→ TASK: Rewrite the records from their first line through the line containing "(249, 192), (278, 235)", including that line, as a JSON list of strings with one string per line and no blank lines.

Extracts from a box-labeled dataset:
-- START --
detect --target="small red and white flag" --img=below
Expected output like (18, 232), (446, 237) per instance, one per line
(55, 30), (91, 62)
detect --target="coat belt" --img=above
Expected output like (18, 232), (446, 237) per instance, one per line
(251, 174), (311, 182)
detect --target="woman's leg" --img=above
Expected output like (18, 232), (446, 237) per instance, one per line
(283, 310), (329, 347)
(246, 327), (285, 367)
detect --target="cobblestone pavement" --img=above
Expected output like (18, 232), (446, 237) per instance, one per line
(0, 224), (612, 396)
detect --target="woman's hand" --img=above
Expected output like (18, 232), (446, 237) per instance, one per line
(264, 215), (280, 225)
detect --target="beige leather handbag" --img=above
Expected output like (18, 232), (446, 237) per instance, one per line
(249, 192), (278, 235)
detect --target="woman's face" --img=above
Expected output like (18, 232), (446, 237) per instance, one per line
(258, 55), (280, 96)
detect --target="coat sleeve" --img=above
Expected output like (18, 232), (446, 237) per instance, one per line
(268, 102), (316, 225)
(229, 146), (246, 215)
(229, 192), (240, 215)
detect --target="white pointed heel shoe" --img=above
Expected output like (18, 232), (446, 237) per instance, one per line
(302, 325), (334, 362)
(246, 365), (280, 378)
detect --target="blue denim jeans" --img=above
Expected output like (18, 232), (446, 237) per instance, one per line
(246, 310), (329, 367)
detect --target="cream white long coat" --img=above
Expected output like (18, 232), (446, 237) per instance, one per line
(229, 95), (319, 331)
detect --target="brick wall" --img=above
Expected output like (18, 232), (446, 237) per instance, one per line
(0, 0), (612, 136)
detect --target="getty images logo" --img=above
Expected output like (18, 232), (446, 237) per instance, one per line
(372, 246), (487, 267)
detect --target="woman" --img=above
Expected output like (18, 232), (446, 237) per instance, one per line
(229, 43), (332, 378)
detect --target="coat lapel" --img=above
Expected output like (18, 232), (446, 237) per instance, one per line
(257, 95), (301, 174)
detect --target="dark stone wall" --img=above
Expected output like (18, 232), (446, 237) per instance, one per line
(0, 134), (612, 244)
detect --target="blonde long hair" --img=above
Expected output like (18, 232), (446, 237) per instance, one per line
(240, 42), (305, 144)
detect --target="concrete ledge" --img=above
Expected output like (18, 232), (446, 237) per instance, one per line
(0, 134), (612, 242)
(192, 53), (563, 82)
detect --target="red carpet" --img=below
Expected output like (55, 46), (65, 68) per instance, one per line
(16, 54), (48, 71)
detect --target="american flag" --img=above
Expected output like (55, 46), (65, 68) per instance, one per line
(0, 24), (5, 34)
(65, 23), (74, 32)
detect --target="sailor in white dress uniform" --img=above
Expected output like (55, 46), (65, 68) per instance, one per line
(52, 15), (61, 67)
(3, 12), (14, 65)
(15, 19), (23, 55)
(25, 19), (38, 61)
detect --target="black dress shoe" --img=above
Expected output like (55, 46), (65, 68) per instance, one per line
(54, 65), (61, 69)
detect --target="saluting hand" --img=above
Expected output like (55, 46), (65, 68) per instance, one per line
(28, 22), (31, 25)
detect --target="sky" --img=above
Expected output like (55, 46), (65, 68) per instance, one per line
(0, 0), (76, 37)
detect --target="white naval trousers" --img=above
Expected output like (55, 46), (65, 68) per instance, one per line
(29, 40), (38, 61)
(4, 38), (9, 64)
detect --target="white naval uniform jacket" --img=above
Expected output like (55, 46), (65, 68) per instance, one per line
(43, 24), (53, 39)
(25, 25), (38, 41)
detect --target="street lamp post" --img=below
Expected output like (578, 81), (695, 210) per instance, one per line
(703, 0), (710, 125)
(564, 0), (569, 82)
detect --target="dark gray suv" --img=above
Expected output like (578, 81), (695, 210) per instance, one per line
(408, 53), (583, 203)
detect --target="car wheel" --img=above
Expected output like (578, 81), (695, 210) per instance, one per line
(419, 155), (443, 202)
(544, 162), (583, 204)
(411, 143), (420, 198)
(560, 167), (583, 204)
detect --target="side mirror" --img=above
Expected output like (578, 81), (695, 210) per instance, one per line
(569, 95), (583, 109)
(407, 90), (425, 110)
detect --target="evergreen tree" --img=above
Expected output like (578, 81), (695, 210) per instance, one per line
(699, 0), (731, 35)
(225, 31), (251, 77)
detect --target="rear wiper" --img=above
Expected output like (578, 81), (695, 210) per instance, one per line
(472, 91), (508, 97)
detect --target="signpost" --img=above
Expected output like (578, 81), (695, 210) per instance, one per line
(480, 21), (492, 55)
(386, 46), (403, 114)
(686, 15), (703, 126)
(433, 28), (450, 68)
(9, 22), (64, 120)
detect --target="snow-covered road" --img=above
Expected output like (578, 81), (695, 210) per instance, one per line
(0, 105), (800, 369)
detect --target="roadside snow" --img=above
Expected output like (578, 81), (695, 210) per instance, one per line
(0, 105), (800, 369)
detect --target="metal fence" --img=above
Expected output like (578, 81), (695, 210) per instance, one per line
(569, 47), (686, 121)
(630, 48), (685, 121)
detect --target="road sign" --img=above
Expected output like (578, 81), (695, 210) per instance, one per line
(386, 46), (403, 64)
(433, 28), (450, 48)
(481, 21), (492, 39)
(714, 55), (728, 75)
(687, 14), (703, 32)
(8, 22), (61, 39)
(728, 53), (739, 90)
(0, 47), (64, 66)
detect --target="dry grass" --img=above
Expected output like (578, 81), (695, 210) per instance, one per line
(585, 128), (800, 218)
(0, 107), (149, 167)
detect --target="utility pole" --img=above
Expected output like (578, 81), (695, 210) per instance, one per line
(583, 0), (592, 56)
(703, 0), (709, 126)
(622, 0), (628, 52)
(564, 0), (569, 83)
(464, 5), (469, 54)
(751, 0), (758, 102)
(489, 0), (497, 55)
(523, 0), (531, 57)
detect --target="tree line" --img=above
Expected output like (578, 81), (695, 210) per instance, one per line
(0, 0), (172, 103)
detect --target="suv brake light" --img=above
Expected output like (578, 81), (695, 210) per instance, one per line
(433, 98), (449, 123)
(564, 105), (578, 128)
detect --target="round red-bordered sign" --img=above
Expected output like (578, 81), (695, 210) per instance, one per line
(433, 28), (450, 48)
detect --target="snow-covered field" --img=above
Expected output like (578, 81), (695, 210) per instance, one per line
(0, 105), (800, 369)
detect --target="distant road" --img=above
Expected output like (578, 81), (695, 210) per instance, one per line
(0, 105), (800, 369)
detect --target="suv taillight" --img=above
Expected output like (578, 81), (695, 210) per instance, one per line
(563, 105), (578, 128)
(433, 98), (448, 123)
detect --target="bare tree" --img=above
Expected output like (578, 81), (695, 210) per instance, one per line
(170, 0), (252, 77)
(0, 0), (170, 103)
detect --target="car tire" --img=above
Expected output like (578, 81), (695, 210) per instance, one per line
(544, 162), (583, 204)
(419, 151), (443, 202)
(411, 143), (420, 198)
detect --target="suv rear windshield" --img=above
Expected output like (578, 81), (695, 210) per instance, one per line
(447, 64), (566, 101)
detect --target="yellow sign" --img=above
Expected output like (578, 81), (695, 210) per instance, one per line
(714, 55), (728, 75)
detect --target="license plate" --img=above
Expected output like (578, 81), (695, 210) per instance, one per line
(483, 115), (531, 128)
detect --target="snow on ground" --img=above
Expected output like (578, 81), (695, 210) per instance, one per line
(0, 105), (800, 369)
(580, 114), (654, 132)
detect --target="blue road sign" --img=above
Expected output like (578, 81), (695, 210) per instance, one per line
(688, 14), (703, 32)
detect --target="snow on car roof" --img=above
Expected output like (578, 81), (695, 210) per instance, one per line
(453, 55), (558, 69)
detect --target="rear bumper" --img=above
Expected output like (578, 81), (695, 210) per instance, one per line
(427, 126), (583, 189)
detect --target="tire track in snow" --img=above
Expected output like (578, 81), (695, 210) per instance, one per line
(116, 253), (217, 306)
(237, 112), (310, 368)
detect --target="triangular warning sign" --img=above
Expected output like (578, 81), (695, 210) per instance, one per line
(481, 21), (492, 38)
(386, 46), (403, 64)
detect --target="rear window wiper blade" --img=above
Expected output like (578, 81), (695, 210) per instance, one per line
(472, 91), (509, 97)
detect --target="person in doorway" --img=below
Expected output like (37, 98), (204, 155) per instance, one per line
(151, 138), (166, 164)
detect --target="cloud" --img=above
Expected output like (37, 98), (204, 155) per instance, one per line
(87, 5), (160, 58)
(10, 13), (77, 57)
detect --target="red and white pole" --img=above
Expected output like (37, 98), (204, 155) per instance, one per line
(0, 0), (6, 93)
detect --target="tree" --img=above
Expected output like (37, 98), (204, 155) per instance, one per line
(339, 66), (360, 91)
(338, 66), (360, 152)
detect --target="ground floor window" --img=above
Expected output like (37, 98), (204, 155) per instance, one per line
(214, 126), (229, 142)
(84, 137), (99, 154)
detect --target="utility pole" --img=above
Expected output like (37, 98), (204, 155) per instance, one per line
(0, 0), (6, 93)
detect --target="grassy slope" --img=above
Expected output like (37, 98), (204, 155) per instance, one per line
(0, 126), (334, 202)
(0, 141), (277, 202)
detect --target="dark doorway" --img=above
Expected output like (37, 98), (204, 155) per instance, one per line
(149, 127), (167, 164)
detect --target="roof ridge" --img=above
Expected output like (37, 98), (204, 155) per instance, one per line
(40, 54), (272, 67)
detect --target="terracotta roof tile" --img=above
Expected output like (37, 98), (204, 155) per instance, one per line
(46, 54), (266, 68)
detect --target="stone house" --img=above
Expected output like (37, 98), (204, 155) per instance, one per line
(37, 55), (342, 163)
-- END --
→ TASK RESPONSE:
[
  "detect --target=\"small red and white flag\" --img=below",
  "Expected output like (18, 232), (446, 237) per instance, one per line",
  "(55, 30), (91, 62)",
  "detect --target=\"coat belt\" --img=above",
  "Expected output like (18, 232), (446, 237) per instance, one per line",
  "(251, 174), (311, 182)",
  "detect --target=\"woman's leg\" --img=above",
  "Expected output like (18, 232), (446, 237) per instance, one per line",
  "(283, 310), (329, 347)",
  "(246, 327), (285, 367)",
  "detect --target=\"cobblestone pavement\" --img=above",
  "Expected output like (18, 232), (446, 237) per instance, one per line",
  "(0, 224), (612, 396)",
  "detect --target=\"woman's hand\" --img=above",
  "Expected output like (18, 232), (446, 237) per instance, one per line",
  "(264, 215), (280, 225)",
  "detect --target=\"beige leather handbag\" --img=above",
  "Expected output like (18, 232), (446, 237) per instance, one per line",
  "(249, 192), (278, 235)"
]